▸ **Stated goal 1**:
Answer from the council communism text:
(a) Which revolution inspired councilism?
(b) According to council communists, what will revolutionary political parties later create?
(c) Who created the Spartacus League?
▸ **Stated goal 2**: Please carry the council communism text forward from its final sentence.

▸ **Reading text**:

Council communism

Council communism, or councilism, is a current of socialist thought that emerged in the 1920s. Inspired by the November Revolution, councilism was characterized by its opposition to state capitalism/state socialism and its advocacy of workers' councils and soviet democracy. Strong in Germany and the Netherlands during the 1920s, council communism continues to exist today as a small minority in the left.

Chief among the tenets of council communism is its opposition to the party vanguardism and democratic centralism[1] of Leninist ideologies and its contention that democratic workers' councils arising in the factories are the natural form of working class organization and authority. Council Communism also stands in contrast to social democracy through its formal rejection of both reformism and "parliamentarism".[2]

Ideas and theory[edit]

Council communists maintain that the working class should not rely on Leninist vanguard parties or hope for reforms of the capitalist system to bring socialism. It is viewed that worker's revolution will not be led by a revolutionary political party since these parties will only later create a party dictatorship. Worker's councils which form during periods of struggle are believed to be the natural organizations of the working class. Democratic worker's councils will coordinate the functions of a society rather than a bureaucracy found in state socialist societies.[3]

History[edit]

As the Second International decayed at the beginning of World War I, socialists who opposed nationalism and supported proletarian internationalism regrouped. In Germany, two major communist trends emerged. First, the Spartacus League was created by the radical socialist Rosa Luxemburg. The second trend emerged among German rank-and-file trade unionists who opposed their unions and organized increasingly radical strikes towards the end of 1917 and the beginning of 1918. This second trend created the German Left Communist movement that would become the KAPD after the abortive German Revolution of 1918–1919.

▸ **Data extract**:
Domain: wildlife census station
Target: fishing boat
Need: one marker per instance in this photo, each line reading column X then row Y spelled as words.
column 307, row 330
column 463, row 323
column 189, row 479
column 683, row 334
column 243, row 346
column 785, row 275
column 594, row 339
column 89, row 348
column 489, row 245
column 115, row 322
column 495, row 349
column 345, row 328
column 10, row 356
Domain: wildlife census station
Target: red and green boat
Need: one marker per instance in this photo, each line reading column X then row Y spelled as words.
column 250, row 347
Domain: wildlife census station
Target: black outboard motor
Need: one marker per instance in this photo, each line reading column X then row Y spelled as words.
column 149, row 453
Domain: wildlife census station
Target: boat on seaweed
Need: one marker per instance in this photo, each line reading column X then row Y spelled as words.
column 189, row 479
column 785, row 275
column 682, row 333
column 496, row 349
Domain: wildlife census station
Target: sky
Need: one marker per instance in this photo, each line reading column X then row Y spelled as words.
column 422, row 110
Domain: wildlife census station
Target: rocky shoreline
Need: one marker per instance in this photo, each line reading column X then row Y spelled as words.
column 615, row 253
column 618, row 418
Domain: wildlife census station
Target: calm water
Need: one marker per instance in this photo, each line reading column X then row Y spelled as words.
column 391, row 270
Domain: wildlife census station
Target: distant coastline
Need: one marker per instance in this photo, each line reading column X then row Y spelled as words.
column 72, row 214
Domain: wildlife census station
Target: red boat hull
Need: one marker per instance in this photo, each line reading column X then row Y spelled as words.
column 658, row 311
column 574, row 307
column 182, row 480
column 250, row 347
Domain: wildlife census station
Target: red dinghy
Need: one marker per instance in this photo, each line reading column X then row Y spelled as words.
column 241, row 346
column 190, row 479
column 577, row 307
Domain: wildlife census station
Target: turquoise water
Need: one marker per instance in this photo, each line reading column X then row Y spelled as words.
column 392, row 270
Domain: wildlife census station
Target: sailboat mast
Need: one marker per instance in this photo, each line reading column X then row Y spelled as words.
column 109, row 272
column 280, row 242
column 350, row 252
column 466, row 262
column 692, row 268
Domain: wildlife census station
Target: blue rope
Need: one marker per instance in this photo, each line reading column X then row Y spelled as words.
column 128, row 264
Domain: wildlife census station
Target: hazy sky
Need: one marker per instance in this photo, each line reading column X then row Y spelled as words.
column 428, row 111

▸ **Task output 1**:
(a) The November Revolution.
(b) A party dictatorship.
(c) Rosa Luxemburg.

▸ **Task output 2**:
As the Communist International inspired by the Bolshevik Revolution in Russia formed, a left communist tendency developed in the Comintern's German, Dutch and Bulgarian sections. Key figures in this milieu were Anton Pannekoek,[4] Otto Rühle and Herman Gorter.

They were criticized by Vladimir Lenin in his booklet "Left-Wing" Communism: An Infantile Disorder.

In Germany, the left communists were expelled from the Communist Party of Germany and formed the Communist Workers Party (KAPD). Similar parties were formed in the Netherlands, Bulgaria and Britain. The KAPD rapidly lost most of its members and it eventually dissolved. However, some of its militants had been instrumental in organising factory-based unions like the AAUD and AAUD-E, the latter being opposed to separate party organisation (see syndicalism).

The leading theoreticians of the KAPD had developed a new series of ideas based on their opposition to party organisation, and their conception of the Bolshevik Revolution in Russia as having been a bourgeois revolution. Rühle later left the KAPD, and was one of the founders of the AAUD-E. Another leading theoretician of Council Communism was Paul Mattick, who later emigrated to the United States. A minor figure in the Council Communist movement in the Netherlands was Marinus van der Lubbe, who burned the Reichstag in 1933 and consequently executed by the nazis after a show trial that marked the beginning of the persecution of socialist and communists in Nazi Germany.

The early councilists are followed later by the Group of Internationalist Communists, Henk Meijer, Cajo Brendel and Paul Mattick. There was a resurgence of councilist groups and ideas in the 1960s through the Situationist International, Root and Branch in the United States, Socialisme ou Barbarie in France and Solidarity in the United Kingdom.

Notes[edit]

  1. ^ Pannekoek, Anton. "State Capitalism and Dictatorship". International Council Correspondence. III (1). January 1937.
  2. ^ Ruhle, Otto. "The Revolution Is Not A Party Affair". 1920.
  3. ^ "Council communism - an introduction". Libcom.org. Retrieved 5 November 2016.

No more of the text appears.